▶ _Work task_: A complete and exact copy of the data below is the task.

Stored data entries:
►

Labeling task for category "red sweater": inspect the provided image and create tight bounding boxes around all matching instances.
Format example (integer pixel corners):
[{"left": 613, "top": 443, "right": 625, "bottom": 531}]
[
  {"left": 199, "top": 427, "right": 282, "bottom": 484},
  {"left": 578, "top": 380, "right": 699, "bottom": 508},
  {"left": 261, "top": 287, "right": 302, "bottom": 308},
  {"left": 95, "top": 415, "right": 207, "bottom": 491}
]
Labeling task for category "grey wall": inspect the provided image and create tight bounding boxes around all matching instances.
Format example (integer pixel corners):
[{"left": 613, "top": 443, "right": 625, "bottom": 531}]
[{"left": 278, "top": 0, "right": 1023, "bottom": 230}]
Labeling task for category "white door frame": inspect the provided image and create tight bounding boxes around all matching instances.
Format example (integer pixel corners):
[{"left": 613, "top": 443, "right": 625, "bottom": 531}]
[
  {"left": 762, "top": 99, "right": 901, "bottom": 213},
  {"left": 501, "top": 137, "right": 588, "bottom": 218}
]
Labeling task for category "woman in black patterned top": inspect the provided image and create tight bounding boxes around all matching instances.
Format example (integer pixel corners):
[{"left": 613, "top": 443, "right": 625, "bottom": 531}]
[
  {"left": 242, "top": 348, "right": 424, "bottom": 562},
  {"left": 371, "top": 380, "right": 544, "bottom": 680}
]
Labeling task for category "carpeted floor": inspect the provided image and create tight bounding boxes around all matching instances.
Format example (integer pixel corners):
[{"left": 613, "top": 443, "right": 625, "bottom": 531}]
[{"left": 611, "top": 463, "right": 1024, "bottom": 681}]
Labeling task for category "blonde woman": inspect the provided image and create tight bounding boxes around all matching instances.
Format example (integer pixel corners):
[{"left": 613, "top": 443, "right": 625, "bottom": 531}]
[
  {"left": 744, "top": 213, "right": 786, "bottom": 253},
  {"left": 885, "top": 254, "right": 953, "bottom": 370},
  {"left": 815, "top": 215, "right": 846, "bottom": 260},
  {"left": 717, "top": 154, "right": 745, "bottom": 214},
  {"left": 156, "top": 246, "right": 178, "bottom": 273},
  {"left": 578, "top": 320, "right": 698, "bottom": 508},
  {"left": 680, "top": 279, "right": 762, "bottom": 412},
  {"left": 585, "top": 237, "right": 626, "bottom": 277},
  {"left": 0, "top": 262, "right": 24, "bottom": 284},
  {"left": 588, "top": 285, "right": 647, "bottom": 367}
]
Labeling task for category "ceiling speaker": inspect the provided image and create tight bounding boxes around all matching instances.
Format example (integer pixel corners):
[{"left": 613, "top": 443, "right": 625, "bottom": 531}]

◄

▶ _Exercise solution_:
Labeling task for category "red sweater": inspect the provided image and create tight bounding boxes around all matching instances.
Format example (integer pixel corners):
[{"left": 613, "top": 443, "right": 625, "bottom": 531}]
[
  {"left": 199, "top": 427, "right": 282, "bottom": 484},
  {"left": 578, "top": 380, "right": 699, "bottom": 508},
  {"left": 261, "top": 287, "right": 302, "bottom": 308},
  {"left": 95, "top": 415, "right": 207, "bottom": 491}
]
Labeling task for category "grey wall": inspect the provided image and create tight bounding boxes around all matching instances.
Format example (integer pixel corners):
[{"left": 613, "top": 443, "right": 625, "bottom": 531}]
[{"left": 278, "top": 0, "right": 1023, "bottom": 230}]
Labeling task for category "white door frame": inspect the provided image and create tight bounding boxes around all matching instances.
Format example (integer pixel corners):
[{"left": 613, "top": 443, "right": 625, "bottom": 531}]
[
  {"left": 762, "top": 99, "right": 901, "bottom": 213},
  {"left": 501, "top": 137, "right": 588, "bottom": 218}
]
Labeling task for category "woman in black patterned top": inspect the provided image and create tight bounding boxes around all matching instances.
Format example (integer pixel corners):
[{"left": 613, "top": 443, "right": 625, "bottom": 531}]
[
  {"left": 242, "top": 348, "right": 424, "bottom": 562},
  {"left": 371, "top": 380, "right": 544, "bottom": 680}
]
Labeling task for category "carpeted floor": inspect the provided image and create tight bounding boxes around all matching instances.
Format example (integer pixel corners):
[{"left": 613, "top": 443, "right": 625, "bottom": 531}]
[{"left": 611, "top": 463, "right": 1024, "bottom": 681}]
Labeling task for category "blonde woman": inspect the provided image and create tight bounding boxes around all matching instances.
Format example (integer pixel corners):
[{"left": 613, "top": 443, "right": 625, "bottom": 531}]
[
  {"left": 744, "top": 213, "right": 786, "bottom": 253},
  {"left": 885, "top": 254, "right": 953, "bottom": 370},
  {"left": 815, "top": 215, "right": 846, "bottom": 260},
  {"left": 717, "top": 154, "right": 745, "bottom": 214},
  {"left": 156, "top": 246, "right": 178, "bottom": 273},
  {"left": 578, "top": 320, "right": 698, "bottom": 508},
  {"left": 680, "top": 279, "right": 762, "bottom": 412},
  {"left": 585, "top": 237, "right": 626, "bottom": 277},
  {"left": 0, "top": 262, "right": 24, "bottom": 284},
  {"left": 588, "top": 285, "right": 647, "bottom": 367}
]
Labeling task for category "ceiling speaker": inspect the provided image and create tight bounding boxes around all matching instances.
Format example (integer pixel corners):
[{"left": 613, "top": 443, "right": 625, "bottom": 531}]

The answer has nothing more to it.